◆ Provided text:
It is, though, well-written, an unflinching, flinch-inducing account of becoming a man in a world seemingly bereft of role models. Mr. Itzkoff fights with his father, fails with women, does drugs, attempts suicide by overdose, looks on as his father nearly dies from an accidental overdose, seeks solace with a hooker, and finally ends up in therapy.

The story begins shortly after the author’s graduation from Princeton – he claims to be ashamed of his alma mater every single time he mentions it, which is remarkably often. He moves back in with his parents and is once again subjected to the most influential, and most destructive, person in his life: his father. Mr. Itzkoff can’t deal with his father’s history of cocaine addiction and emotional instability, and he wants out. The romanticized world of men’s magazines (Mr. Itzkoff worked at Details before Maxim) seems to promise this.

You feel for him. But the portions of the book that deal with Mr. Itzkoff’s personal life are written at an almost fever pitch of pathos – he is seemingly just as upset by a co-worker’s impression of him as he is by his father’s near death – is that genuine heartache gets lost in the emotional white noise. This is particularly true when he writes about women.

◆ Extracted material:
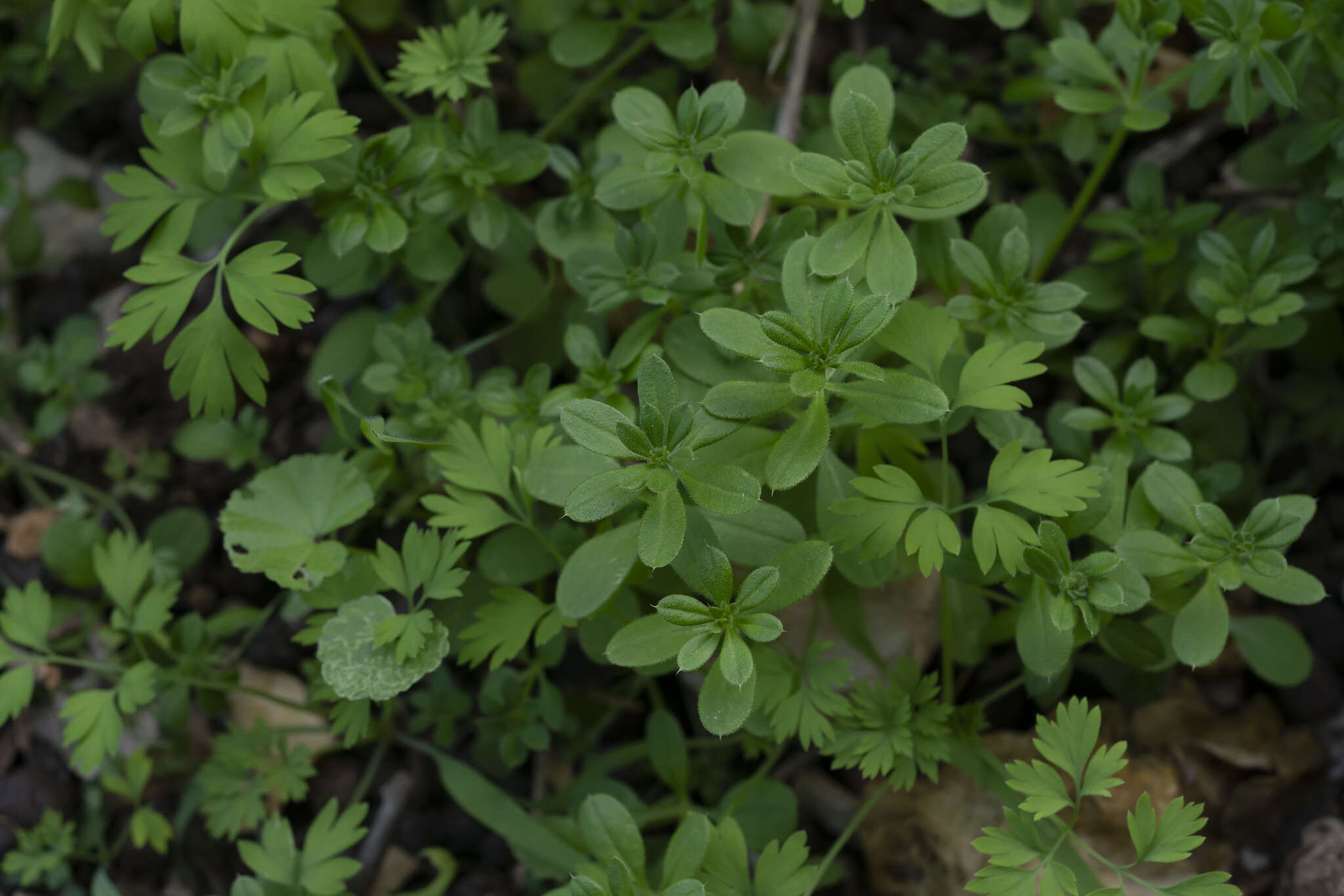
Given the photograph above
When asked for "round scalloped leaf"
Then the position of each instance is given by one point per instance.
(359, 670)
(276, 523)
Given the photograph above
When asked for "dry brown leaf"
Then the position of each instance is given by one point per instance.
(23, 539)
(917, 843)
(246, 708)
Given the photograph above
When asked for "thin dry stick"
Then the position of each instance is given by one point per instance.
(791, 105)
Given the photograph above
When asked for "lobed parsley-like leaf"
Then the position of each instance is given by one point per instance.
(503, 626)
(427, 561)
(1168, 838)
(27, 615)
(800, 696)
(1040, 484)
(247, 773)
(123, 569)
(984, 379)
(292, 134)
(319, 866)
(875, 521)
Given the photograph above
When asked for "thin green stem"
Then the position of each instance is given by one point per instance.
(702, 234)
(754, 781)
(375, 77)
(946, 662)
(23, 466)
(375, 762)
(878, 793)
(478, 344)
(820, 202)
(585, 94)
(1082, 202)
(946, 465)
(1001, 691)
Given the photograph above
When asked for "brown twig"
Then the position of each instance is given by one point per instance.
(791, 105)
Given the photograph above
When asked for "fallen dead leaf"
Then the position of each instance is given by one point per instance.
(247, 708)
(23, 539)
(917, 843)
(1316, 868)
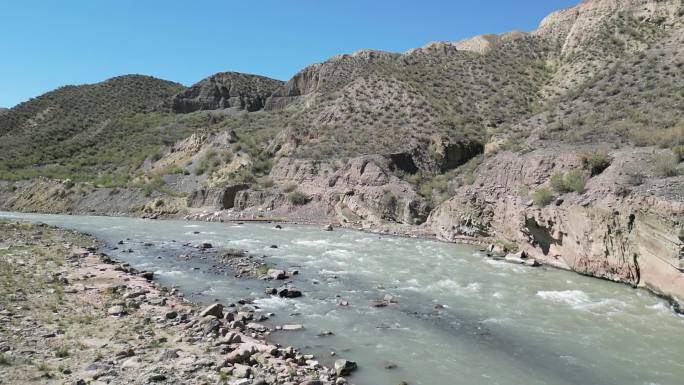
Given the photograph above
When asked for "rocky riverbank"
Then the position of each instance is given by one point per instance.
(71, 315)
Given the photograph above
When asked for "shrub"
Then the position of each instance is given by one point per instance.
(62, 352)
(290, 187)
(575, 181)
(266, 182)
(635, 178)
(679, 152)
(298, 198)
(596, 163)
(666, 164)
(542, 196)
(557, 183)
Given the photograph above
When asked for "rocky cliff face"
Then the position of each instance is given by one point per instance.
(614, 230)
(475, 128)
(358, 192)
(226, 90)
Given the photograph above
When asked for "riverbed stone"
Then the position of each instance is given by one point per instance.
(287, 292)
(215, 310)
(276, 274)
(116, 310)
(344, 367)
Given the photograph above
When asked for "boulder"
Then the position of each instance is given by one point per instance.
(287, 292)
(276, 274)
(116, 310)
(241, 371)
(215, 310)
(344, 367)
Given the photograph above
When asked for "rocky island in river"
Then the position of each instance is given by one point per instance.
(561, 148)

--

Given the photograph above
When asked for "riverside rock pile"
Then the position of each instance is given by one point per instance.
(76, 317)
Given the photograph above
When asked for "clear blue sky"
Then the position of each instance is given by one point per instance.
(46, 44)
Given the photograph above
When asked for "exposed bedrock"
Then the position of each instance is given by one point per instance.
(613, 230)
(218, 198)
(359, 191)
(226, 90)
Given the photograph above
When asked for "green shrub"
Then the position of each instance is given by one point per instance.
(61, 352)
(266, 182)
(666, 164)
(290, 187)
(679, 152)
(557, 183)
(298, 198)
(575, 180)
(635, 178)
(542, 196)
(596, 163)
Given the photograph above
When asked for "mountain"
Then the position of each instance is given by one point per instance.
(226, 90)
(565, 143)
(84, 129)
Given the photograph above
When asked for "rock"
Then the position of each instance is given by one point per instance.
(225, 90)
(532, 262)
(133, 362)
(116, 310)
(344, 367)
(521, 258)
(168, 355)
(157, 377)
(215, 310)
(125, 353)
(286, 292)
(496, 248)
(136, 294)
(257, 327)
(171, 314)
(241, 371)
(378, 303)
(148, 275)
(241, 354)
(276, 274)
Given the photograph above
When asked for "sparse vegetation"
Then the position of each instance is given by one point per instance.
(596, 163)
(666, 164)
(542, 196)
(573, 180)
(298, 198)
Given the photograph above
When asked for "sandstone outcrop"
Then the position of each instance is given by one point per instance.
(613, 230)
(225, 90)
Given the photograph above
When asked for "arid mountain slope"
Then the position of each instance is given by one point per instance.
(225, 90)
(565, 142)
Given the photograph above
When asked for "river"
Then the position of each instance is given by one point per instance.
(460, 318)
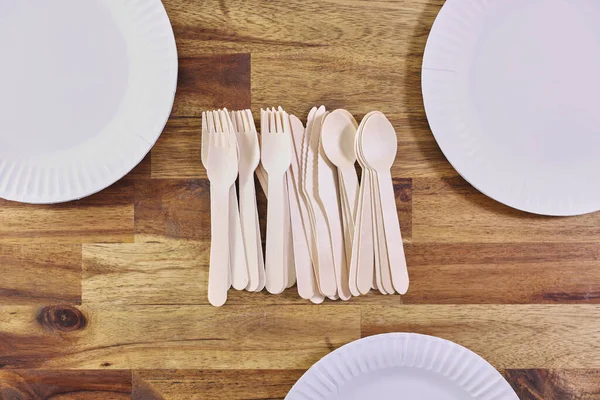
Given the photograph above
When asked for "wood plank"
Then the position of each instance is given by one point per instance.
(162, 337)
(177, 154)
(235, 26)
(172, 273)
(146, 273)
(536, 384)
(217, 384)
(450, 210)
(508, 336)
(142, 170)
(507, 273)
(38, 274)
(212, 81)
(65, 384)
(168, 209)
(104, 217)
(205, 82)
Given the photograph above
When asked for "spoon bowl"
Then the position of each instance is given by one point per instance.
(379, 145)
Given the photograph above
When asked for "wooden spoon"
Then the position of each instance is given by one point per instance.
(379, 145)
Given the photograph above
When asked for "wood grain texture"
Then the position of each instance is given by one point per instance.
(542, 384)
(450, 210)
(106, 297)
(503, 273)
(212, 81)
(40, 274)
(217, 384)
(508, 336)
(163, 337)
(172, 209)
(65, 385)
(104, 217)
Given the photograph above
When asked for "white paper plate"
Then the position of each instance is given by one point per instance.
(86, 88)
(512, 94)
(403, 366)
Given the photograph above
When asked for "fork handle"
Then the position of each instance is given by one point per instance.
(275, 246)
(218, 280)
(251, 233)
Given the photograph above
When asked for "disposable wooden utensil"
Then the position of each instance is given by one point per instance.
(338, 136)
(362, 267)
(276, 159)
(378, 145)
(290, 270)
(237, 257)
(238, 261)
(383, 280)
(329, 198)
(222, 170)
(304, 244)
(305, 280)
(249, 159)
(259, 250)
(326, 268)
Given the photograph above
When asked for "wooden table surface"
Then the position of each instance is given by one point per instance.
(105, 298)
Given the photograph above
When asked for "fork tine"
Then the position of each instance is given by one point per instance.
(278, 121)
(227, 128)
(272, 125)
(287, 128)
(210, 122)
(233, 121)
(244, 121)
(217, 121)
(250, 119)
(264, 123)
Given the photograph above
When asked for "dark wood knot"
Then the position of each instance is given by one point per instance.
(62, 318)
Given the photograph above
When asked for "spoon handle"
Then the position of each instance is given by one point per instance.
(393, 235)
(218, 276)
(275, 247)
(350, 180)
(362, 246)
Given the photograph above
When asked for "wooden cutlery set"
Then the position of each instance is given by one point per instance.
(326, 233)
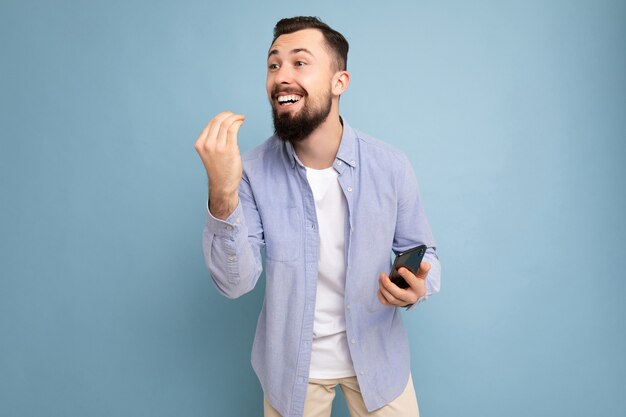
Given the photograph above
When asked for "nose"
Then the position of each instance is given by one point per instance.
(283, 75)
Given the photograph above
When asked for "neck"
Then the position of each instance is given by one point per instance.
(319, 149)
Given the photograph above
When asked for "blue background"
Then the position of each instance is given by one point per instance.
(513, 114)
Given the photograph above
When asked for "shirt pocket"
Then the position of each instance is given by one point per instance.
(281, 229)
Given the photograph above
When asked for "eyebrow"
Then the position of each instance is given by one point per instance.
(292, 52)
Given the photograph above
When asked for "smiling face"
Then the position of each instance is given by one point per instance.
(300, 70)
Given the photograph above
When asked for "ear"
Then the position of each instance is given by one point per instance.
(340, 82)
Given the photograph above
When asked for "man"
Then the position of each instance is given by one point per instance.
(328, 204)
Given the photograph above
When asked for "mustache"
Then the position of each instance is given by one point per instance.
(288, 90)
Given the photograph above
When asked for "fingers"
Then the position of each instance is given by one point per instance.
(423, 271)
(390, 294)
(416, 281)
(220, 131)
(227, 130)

...

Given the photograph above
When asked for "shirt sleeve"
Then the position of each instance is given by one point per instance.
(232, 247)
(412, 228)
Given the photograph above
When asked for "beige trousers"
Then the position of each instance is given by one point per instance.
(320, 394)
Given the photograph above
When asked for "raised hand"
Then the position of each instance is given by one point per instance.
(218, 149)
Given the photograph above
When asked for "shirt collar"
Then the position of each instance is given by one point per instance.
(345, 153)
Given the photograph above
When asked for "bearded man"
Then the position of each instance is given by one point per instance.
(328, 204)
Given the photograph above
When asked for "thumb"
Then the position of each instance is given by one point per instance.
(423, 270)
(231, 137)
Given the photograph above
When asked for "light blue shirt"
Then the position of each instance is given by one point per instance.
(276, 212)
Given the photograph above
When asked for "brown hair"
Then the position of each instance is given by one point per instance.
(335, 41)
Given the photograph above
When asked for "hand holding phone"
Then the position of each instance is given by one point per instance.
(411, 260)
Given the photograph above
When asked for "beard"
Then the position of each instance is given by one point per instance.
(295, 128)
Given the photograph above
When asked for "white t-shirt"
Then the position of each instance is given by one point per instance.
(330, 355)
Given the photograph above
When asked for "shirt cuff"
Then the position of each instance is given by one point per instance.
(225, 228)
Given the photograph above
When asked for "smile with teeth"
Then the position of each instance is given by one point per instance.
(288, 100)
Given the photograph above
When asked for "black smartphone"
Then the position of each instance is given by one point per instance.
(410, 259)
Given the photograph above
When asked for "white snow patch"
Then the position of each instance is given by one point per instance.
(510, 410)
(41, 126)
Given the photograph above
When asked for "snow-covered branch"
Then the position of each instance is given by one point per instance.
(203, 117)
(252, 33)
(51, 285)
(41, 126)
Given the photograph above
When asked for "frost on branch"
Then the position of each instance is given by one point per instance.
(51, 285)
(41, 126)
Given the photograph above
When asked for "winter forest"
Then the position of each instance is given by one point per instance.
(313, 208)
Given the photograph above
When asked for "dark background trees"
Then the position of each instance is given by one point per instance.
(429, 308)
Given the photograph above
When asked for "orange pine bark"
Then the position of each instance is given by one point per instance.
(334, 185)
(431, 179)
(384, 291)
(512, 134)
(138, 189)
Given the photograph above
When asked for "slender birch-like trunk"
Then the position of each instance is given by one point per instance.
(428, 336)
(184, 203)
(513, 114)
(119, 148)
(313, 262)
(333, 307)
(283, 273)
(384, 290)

◆ Problem to solve: Continue the review of Mr. Itzkoff's book from the last sentence shown above.

◆ Written response:
Mr. Itzkoff goes into great detail about two love interests he barely gets to know, yet his mother and sister are portrayed as little more than one-dimensional irritants. Mr. Itzkoff does have genuine feelings for a fellow editor, and is crushed when she begins dating one of their co-workers. This prompts him to swallow several bottles of sleeping pills, only to regurgitate them the next morning.

Still, no woman – not even a call girl he solicits after being shaken up by his father’s overdose – seems able to compete with Mr. Itzkoff himself. As he succinctly writes, “I don’t mean to brag, but I can masturbate to anything.” And he proves it in graphic detail that would make Alexander Portnoy blush.

Mr. Itzkoff takes too many liberties, bending the truth to fit the story he wishes to tell rather than presenting an honest examination of his own motives. To take just one example, he explains his trauma over his decision to leave Details, where he worked as an editorial assistant for the mercurial editor-in chief Mark Golin.

Mr. Itzkoff is mildly infatuated with his new boss, with whom he has “the natural rapport of a Borscht Belt comedy team.” But the honeymoon is cut short when Mr. Itzkoff has lunch with a friend from college, now a Maxim editor looking to hire someone. Suddenly convinced that he can’t be around Mr. Golin any longer because of his similarities to his father, a guilt-ridden Mr. Itzkoff decides to abandon his mentor.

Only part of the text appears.